### Raw records ###

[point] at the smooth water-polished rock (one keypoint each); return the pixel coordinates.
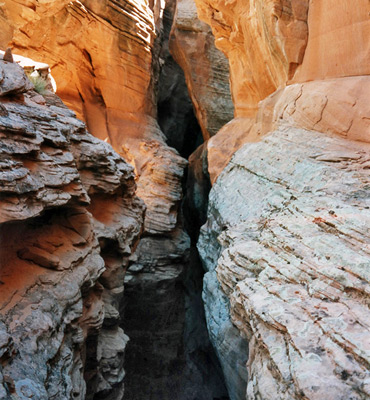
(288, 233)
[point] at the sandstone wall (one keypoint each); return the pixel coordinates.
(287, 240)
(286, 229)
(100, 54)
(206, 68)
(69, 222)
(272, 57)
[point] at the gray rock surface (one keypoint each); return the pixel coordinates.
(288, 237)
(69, 218)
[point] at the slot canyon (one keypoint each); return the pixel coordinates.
(185, 200)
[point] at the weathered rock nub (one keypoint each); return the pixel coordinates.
(59, 333)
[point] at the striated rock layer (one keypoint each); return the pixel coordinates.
(279, 72)
(100, 54)
(287, 238)
(69, 221)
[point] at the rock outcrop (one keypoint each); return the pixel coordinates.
(274, 78)
(287, 238)
(69, 222)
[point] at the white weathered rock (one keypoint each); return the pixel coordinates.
(291, 217)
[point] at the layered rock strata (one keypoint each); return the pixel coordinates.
(70, 219)
(100, 54)
(279, 72)
(287, 238)
(273, 259)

###

* **Written request**:
Reproduce every line of the records above word for word, omitting the pictures.

* **Answer**:
[point] at the smooth water-polished rock (one keypoint each); return the pixel coordinates.
(288, 233)
[point] at the sandstone wall (one keypoint each); return the pixel coordinates.
(287, 240)
(286, 229)
(100, 54)
(206, 68)
(69, 222)
(272, 57)
[point] at the gray rock surface (one keypoint each); return the pixel coordinates.
(288, 237)
(69, 218)
[point] at the slot canyon (one keypoint each); return the pixel coordinates.
(185, 200)
[point] at the weathered rock nub (one keypoint each); return the pixel coordinates.
(59, 333)
[point] at the striated rock layer (one keypoint each); return the pixel coordinates.
(279, 72)
(100, 54)
(287, 238)
(69, 221)
[point] at the rock outcrop (one keypoint each); return the pixel coordinates.
(274, 78)
(287, 238)
(69, 222)
[point] at the white weathered rock (one keypoint each); return the pixel coordinates.
(291, 217)
[point] at the layered rock strata (one keypoint each); return the pixel coordinates.
(70, 219)
(100, 54)
(279, 72)
(287, 238)
(273, 259)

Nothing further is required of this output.